**The data**:

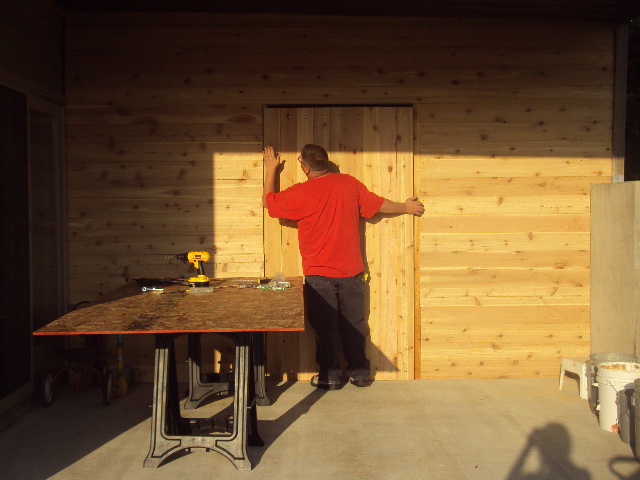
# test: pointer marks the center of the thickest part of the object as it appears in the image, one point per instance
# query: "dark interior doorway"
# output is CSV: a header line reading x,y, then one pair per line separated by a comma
x,y
15,328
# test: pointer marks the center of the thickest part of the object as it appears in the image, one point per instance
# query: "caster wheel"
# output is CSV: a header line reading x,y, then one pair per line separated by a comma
x,y
107,387
46,390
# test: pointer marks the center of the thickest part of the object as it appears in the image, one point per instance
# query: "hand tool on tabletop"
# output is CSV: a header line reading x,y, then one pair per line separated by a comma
x,y
197,259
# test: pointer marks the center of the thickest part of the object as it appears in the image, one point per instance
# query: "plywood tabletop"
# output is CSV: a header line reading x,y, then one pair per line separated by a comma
x,y
229,308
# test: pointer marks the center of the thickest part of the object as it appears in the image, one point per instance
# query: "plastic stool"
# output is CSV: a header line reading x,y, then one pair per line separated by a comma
x,y
580,367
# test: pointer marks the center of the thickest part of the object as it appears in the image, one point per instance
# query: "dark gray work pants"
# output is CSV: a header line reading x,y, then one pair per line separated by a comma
x,y
335,309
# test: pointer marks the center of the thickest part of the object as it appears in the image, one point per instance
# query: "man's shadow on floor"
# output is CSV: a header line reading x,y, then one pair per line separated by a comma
x,y
270,430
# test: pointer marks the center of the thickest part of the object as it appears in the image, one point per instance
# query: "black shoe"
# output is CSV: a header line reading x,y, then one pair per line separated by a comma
x,y
316,382
360,382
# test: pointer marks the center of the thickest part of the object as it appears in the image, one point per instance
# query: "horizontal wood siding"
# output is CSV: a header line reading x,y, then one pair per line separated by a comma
x,y
512,124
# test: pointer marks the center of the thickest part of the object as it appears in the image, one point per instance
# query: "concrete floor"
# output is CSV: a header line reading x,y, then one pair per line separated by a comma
x,y
425,429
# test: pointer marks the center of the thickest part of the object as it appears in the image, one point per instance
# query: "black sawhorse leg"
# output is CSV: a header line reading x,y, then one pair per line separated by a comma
x,y
199,391
170,433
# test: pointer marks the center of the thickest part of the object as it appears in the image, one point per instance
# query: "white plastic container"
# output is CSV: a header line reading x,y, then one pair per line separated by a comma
x,y
612,377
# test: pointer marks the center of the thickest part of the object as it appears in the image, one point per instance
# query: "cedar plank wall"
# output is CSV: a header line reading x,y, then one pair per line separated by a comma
x,y
512,124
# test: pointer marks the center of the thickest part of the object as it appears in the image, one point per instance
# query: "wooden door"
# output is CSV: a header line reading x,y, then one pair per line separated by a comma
x,y
375,145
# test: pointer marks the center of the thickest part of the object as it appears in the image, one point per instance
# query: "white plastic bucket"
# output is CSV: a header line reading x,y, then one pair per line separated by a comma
x,y
611,378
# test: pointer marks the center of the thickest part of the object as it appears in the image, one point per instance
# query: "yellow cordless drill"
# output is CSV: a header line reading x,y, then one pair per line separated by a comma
x,y
197,258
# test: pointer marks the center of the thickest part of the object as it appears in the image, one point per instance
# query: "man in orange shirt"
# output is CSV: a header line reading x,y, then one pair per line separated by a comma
x,y
327,208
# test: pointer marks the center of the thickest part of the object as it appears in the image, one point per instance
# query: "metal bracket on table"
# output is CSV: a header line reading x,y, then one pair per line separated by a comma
x,y
171,433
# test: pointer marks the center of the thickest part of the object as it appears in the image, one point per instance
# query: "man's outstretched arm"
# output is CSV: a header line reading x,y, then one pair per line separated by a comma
x,y
271,163
411,206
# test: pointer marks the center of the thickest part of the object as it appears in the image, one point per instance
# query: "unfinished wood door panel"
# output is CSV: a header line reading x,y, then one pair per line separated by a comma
x,y
374,144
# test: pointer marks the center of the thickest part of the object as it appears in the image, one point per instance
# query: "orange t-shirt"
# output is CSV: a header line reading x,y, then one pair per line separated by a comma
x,y
327,210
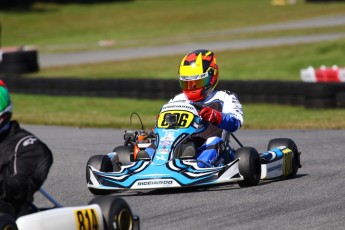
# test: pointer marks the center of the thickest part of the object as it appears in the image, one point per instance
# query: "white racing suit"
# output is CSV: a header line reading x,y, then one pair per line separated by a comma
x,y
210,143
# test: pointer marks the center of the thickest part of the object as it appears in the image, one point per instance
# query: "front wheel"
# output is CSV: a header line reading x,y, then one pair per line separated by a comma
x,y
116,212
290,144
101,163
249,166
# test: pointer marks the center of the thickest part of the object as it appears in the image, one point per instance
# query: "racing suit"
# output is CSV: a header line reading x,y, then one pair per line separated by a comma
x,y
211,152
24,165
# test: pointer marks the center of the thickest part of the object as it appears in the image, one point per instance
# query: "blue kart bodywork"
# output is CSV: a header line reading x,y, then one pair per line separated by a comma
x,y
167,169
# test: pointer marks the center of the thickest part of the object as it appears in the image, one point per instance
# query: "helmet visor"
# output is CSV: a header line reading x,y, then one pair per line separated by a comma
x,y
195,82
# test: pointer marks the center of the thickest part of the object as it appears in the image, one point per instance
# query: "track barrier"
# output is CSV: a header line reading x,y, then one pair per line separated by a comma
x,y
308,94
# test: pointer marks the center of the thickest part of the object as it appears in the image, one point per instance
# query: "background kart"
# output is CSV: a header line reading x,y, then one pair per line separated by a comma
x,y
174,164
102,212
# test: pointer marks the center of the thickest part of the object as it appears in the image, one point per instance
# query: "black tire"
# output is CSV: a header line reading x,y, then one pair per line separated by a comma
x,y
249,166
124,153
116,212
21,61
7,222
101,163
293,147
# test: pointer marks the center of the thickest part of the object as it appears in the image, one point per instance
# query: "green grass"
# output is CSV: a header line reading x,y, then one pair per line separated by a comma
x,y
272,63
115,113
70,27
144,21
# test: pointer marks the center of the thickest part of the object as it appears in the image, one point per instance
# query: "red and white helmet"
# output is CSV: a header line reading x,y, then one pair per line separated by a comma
x,y
198,74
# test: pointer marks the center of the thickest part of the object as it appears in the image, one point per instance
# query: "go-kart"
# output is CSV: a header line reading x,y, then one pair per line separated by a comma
x,y
174,162
102,212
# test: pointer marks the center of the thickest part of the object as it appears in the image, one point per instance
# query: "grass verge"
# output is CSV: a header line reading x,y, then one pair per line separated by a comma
x,y
115,113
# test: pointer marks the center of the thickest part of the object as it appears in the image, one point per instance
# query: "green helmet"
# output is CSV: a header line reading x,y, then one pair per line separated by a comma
x,y
5,106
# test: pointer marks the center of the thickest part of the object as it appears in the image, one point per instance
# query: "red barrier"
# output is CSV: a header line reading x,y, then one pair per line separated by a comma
x,y
323,74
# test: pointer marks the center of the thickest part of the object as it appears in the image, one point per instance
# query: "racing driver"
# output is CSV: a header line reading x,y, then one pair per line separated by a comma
x,y
198,77
24,161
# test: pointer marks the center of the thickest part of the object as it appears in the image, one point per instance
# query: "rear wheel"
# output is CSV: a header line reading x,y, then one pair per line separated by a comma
x,y
290,144
249,166
101,163
116,212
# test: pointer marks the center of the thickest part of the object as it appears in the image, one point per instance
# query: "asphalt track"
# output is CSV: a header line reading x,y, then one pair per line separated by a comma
x,y
315,199
73,58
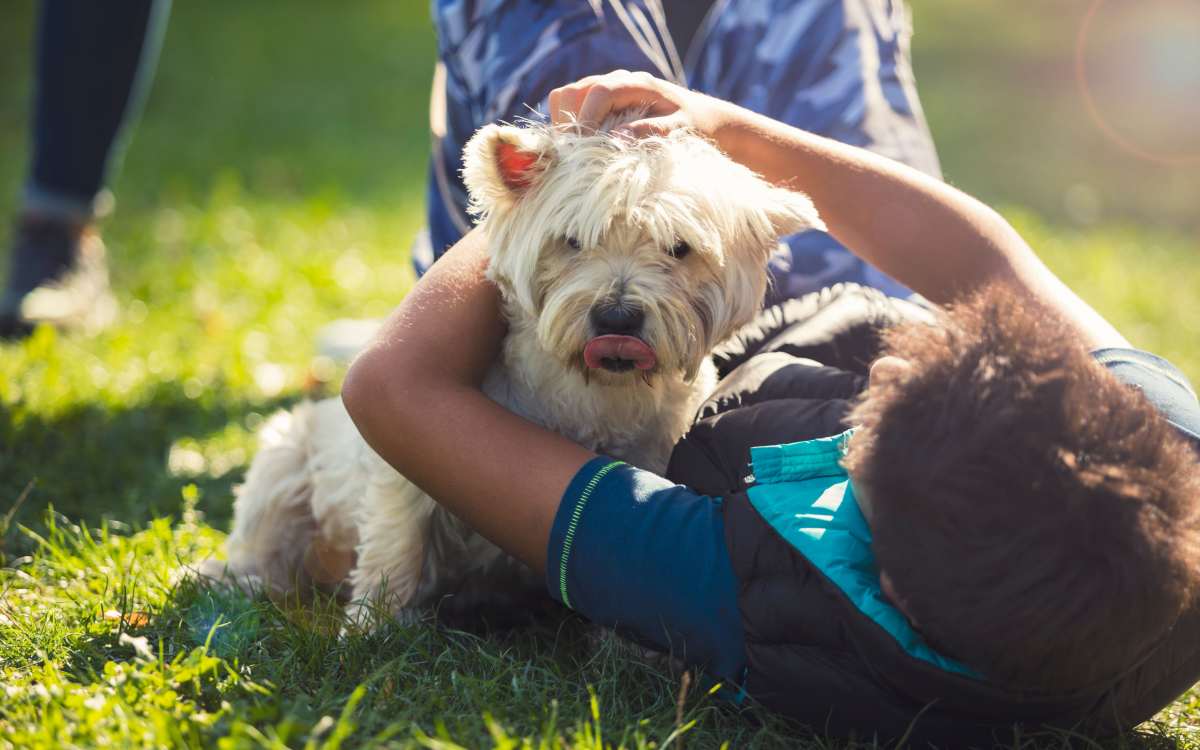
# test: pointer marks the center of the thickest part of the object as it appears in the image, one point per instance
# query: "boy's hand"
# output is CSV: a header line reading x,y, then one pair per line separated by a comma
x,y
669,106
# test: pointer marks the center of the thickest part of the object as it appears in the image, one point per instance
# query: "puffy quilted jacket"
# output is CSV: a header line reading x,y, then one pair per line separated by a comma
x,y
811,653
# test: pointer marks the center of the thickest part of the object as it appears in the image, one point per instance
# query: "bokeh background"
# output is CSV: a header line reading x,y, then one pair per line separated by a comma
x,y
274,184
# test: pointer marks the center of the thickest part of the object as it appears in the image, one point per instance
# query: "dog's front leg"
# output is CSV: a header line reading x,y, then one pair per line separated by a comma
x,y
394,531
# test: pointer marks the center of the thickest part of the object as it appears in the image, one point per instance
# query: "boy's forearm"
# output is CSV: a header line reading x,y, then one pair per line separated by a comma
x,y
415,399
929,235
935,239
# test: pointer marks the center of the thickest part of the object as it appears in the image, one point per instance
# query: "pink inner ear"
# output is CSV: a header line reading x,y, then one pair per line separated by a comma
x,y
516,166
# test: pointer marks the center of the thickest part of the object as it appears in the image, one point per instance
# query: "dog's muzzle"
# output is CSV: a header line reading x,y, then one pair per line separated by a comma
x,y
618,353
617,347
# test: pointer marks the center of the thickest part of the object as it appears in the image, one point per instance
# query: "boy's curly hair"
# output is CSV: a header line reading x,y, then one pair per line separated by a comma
x,y
1036,517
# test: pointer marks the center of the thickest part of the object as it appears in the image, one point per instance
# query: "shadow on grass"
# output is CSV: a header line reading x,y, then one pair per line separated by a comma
x,y
96,461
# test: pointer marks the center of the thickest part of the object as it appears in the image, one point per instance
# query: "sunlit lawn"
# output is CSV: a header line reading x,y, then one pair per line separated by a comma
x,y
274,185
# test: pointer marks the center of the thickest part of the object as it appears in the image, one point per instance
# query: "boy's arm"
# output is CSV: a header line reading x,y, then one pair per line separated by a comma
x,y
415,397
924,233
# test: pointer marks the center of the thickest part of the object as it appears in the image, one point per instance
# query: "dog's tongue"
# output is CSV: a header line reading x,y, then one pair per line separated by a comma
x,y
619,347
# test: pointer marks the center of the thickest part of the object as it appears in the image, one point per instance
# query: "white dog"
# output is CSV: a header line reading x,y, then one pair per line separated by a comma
x,y
622,263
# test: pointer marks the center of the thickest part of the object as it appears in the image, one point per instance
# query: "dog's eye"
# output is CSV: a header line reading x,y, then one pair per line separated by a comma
x,y
681,250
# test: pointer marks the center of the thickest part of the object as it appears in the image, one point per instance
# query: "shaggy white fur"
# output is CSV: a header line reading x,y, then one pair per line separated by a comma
x,y
666,233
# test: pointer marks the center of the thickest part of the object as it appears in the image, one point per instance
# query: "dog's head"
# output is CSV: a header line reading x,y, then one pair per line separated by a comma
x,y
625,256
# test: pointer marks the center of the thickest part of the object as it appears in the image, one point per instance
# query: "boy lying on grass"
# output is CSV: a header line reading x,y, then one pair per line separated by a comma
x,y
1007,532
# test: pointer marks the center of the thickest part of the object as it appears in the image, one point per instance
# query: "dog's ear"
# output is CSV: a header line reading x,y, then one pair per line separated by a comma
x,y
791,211
502,163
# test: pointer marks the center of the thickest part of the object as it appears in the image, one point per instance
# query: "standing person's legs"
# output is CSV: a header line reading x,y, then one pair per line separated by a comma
x,y
94,63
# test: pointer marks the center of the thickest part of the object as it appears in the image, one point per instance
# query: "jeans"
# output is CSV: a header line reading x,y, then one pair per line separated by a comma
x,y
94,65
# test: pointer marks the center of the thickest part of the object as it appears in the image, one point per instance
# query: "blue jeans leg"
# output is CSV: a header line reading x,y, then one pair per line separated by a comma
x,y
94,64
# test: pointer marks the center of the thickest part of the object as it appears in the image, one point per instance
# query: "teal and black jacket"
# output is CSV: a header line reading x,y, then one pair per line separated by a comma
x,y
761,571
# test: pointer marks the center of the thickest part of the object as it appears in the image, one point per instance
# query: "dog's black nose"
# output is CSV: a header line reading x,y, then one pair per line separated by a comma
x,y
617,319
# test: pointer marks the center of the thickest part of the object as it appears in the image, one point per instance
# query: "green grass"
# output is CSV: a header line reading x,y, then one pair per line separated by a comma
x,y
275,184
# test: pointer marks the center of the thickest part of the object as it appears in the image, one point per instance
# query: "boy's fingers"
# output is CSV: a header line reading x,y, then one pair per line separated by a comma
x,y
655,126
597,105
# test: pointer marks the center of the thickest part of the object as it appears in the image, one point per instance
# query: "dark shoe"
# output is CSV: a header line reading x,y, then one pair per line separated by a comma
x,y
57,275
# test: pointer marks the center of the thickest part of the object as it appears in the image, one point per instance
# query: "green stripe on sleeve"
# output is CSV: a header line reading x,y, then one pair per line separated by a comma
x,y
576,514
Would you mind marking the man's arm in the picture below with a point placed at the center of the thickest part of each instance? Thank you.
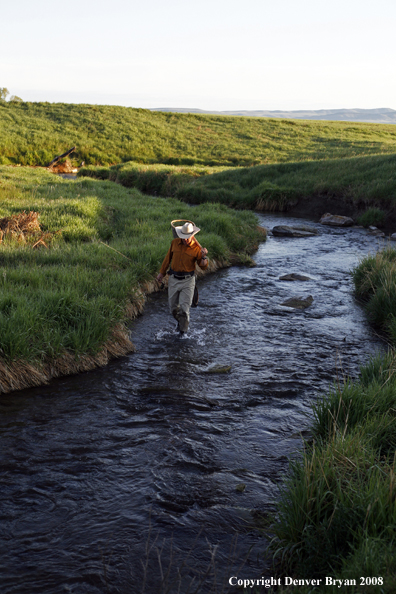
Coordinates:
(165, 265)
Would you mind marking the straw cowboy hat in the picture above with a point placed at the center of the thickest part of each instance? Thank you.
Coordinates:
(187, 230)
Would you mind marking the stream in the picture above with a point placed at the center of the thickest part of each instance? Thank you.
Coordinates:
(151, 474)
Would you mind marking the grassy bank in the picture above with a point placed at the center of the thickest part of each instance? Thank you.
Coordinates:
(33, 133)
(337, 511)
(362, 181)
(72, 300)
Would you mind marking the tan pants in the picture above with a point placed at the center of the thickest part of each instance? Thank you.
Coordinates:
(180, 295)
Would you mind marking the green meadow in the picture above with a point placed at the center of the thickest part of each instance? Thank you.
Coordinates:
(69, 297)
(33, 133)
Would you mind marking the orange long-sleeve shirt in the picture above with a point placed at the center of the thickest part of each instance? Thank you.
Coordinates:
(182, 257)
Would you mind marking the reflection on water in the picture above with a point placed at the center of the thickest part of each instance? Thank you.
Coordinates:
(125, 479)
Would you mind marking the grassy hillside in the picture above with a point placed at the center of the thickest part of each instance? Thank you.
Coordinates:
(33, 133)
(64, 302)
(365, 180)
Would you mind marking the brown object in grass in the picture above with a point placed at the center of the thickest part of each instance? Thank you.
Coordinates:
(22, 227)
(66, 154)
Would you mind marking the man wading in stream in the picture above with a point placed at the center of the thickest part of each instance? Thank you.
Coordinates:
(183, 253)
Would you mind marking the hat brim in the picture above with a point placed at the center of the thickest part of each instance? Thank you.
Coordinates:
(186, 235)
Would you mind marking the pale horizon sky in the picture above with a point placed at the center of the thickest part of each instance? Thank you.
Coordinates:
(212, 55)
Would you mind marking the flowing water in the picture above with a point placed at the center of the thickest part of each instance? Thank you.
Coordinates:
(150, 475)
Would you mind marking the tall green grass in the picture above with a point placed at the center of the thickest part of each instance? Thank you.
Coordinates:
(366, 180)
(33, 133)
(69, 297)
(337, 510)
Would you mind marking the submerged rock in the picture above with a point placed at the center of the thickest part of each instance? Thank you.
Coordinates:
(294, 276)
(298, 302)
(286, 231)
(336, 220)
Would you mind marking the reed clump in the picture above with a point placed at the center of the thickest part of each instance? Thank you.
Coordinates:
(363, 182)
(24, 228)
(33, 133)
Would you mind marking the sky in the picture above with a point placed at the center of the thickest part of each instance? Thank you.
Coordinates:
(212, 54)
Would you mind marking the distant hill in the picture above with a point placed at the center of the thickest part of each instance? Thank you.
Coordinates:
(33, 133)
(376, 116)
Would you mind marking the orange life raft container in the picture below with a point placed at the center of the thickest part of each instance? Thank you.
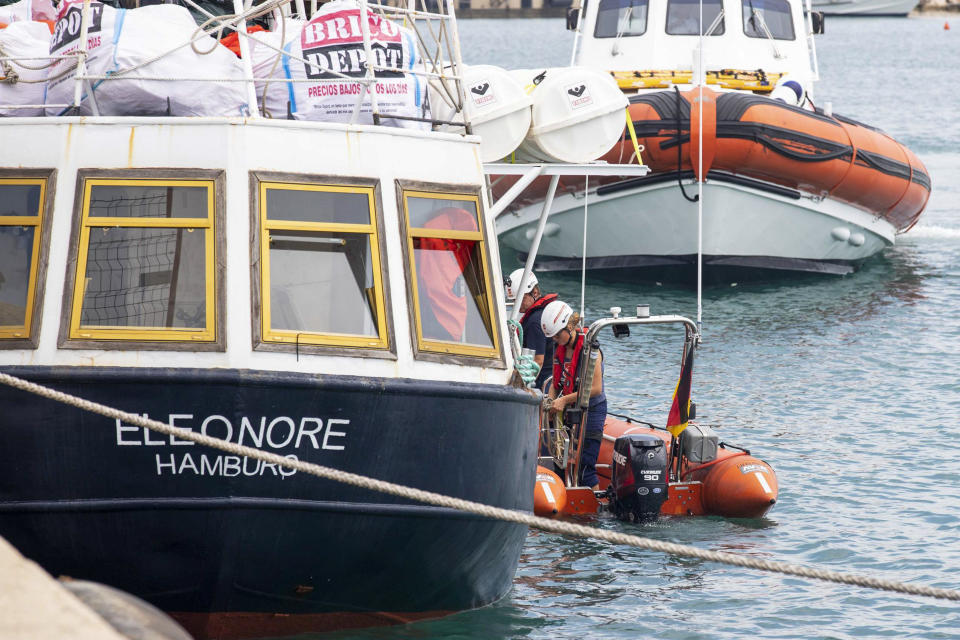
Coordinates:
(734, 484)
(753, 136)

**About this task**:
Exactly one number is wanted in reply: the count of lines above that hold the string "suit".

**Exercise response**:
2